- _What to work on_: Gather each row below that contains the string "building" and copy those rows in full. Case counts when matching.

Region segmentation data:
↓

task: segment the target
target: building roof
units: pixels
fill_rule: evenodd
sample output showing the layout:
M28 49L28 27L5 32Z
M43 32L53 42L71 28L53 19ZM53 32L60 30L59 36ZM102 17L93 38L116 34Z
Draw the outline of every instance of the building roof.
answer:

↑

- _Task response_:
target: building roof
Draw the outline of every instance of the building roof.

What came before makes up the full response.